***** EXTRAIT FOURNI *****

MALAISE DANS LA DÉMOCRATIE
Il y a deux sexes. Essais de féminologie, Gallimard collection Le Débat, 1995 et 2004 (édition revue et augmentée), Poche Folio n°161, 2015 (édition revue et augmentée)
Article paru dans Profession politique n°149, 10 février 1995.
Il y a près de soixante-dix ans, s’impose à Freud[1] « l’idée que la religion est comparable à une névrose infantile », enracinée dans un nostalgique et puissant « besoin de protection par le Père ». A la fiction religieuse, il oppose un « sens du réel particulièrement marqué », sa confiance en la rationalité, en une science imparfaite mais en mouvements et en progrès.

***** DONNÉES DISPONIBLES *****

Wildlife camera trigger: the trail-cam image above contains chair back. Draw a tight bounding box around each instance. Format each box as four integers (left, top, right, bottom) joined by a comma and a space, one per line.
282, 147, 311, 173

*****

**CONSIGNE 1:** D'après l'extrait fourni, à quoi Freud compare-t-il la religion ?
**CONSIGNE 2:** Indiquez si chacune des affirmations suivantes concorde avec l'extrait fourni, en citant les mots qui tranchent : (a) l'article a paru dans le n°149 de Profession politique ; (b) Freud y présente la science comme parfaite ; (c) l'édition Poche Folio date de 2004.
Les lignes proviennent d'une source distincte de l'extrait fourni.

**RÉPONSE ATTENDUE 1:** À une névrose infantile.

**RÉPONSE ATTENDUE 2:**
(a) Oui : « Article paru dans Profession politique n°149, 10 février 1995. »
(b) Non : « une science imparfaite mais en mouvements et en progrès »
(c) Non : « Poche Folio n°161, 2015 »